Exercise text:
Glossary |
---|
allele: one of several
possible forms of a gene. amino acid: a small organic molecule used as a building block for proteins. apolipoprotein: the protein component of a lipoprotein. apolipoprotein AI (Apo-AI): the major protein for forming HDL cholesterol lipoproteins; that is, good HDL. cholesterol: a lipid (fat) which is an important part of animal cells. It is transported through the bloodstream as lipoproteins; but in isolation it would congeal into a solid. dimer: a molecule formed by two identical simpler units, called monomers. gene: a segment of DNA which contributes to the function or form of an organism. Genes mostly work by coding for protein. heterozygote: An organism that carries two different alleles of the same gene. homozygote: An organism that carries two identical alleles of the same gene. lipid: lipids (fats) are defined as substances which dissolve in alcohol but not in water. Fats are an important part of all cells, and a major source of fuel. lipoprotein: a particle which combines lipids and protein. The proteins allow the particle to dissolve in water, which means that the lipid can be transported in the blood stream. LDL, HDL: low density lipoprotein, high density lipoprotein. Lipoproteins are characterised by their density. LDL cholesterol, HDL cholesterol: Cholesterol in LDL lipoproteins is called "bad" cholesterol, because the LDL can deposit cholesterol on artery walls, restricting blood flow. Cholesterol in HDL lipoproteins is called "good" cholesterol, because HDL can capture and remove cholesterol from the arteries and get transported out of the blood stream through the liver. A good, simple explanation is provided by the University of Miami School of Medicine. protein: a large organic molecule made up of amino acids linked in a chain. |
The lipid-binding protein called Apolipoprotein AI (Apo-AI) is the major component of High Density Lipoprotein (HDL) particles, which play an important role in removing cholesterol from cells. In the 1980's an Italian community was found to have a mutant version of this protein, Apolipoprotein AI (Milano) (henceforth referred to as Apo-AIM), and a decreased risk of arteriosclerosis (clogged arteries), heart attack and stroke (1). The reduction in risk in these people has been attributed to the mutant Apo-AIM and is often used as an example of a beneficial mutation.
Answers in Genesis has a feedback response (last accessed 19/4/03 [see Note]), which claims that the mutant provides no evidence for evolution as it has lost "specificity" (and by implication has lost "information") and the mutant Apo-AIM is restricted in its ability to form useful HDL particles. The basis for these claims appears to be two press releases (2,3), rather than the primary literature.
These press releases are not entirely accurate, and they appear to have been substantially misinterpreted. Contrary to what is stated by AIG, Apo-AIM is a fully functional protein that lowers the risk of arteriosclerosis and cardiovascular disease by a number of mechanisms (4). In an experiment where reconstituted HDL particles made of Apo-AIM were infused into arteriosclerotic rabbits, the rabbits had fewer and less extensive plaques (4). There was decreased aortic cholesterol, and decreased cell proliferation (both of which improve cell wall flexibility (4)).

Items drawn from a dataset
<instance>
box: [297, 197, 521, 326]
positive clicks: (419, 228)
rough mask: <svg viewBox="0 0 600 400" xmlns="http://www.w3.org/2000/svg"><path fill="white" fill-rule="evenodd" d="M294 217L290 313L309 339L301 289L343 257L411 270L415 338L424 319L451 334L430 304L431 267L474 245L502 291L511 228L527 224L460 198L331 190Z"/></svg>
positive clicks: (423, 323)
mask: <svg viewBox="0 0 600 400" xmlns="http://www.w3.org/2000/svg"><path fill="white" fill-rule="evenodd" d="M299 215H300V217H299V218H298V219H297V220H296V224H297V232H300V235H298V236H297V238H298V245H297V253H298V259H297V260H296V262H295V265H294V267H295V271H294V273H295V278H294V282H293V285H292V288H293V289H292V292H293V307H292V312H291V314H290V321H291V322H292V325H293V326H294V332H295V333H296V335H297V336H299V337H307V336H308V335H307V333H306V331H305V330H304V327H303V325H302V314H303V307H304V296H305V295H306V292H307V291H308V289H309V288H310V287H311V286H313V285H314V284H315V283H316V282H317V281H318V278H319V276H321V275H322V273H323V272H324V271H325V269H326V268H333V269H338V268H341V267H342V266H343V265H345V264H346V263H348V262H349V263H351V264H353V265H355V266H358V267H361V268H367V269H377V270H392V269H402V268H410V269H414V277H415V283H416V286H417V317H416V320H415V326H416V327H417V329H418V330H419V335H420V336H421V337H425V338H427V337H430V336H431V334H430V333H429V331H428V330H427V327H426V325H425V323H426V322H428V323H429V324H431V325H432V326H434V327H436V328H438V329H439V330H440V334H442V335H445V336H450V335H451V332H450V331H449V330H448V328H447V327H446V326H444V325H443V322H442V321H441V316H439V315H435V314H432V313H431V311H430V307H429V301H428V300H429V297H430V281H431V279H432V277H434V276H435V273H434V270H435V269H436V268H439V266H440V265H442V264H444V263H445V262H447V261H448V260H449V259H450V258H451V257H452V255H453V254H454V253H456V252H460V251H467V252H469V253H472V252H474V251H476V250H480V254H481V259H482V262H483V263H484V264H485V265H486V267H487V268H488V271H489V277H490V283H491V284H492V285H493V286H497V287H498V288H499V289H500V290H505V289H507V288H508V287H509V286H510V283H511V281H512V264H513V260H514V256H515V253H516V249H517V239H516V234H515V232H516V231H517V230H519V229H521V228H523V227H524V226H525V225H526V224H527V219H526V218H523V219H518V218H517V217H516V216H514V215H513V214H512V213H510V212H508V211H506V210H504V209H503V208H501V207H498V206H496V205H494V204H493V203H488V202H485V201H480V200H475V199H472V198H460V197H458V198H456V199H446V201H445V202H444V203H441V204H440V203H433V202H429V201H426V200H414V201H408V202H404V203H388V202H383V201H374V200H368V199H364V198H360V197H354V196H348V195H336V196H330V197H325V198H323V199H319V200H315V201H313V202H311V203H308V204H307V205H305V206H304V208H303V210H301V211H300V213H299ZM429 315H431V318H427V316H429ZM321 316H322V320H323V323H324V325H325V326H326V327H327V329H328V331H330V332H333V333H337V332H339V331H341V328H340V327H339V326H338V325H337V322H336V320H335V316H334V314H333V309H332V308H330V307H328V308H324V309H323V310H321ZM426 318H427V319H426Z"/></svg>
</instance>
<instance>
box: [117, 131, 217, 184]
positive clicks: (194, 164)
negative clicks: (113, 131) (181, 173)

Brief A:
Translate this sentence from the Apo-AIM text into Spanish: "These press releases are not entirely accurate, and they appear to have been substantially misinterpreted."
Brief B:
Answer these from the Apo-AIM text:
(i) According to the glossary, how are lipids defined?
(ii) In what decade was an Italian community found to have the mutant Apo-AIM?
(iii) Into what animals were reconstituted HDL particles made of Apo-AIM infused?
Brief C:
Quote everything in the Apo-AIM text from "These press releases" down to "wall flexibility (4)).".

Task result A:
Estos comunicados de prensa no son del todo exactos y parecen haber sido malinterpretados en gran medida.

Task result B:
(i) As substances which dissolve in alcohol but not in water.
(ii) The 1980's.
(iii) Arteriosclerotic rabbits.

Task result C:
These press releases are not entirely accurate, and they appear to have been substantially misinterpreted. Contrary to what is stated by AIG, Apo-AIM is a fully functional protein that lowers the risk of arteriosclerosis and cardiovascular disease by a number of mechanisms (4). In an experiment where reconstituted HDL particles made of Apo-AIM were infused into arteriosclerotic rabbits, the rabbits had fewer and less extensive plaques (4). There was decreased aortic cholesterol, and decreased cell proliferation (both of which improve cell wall flexibility (4)).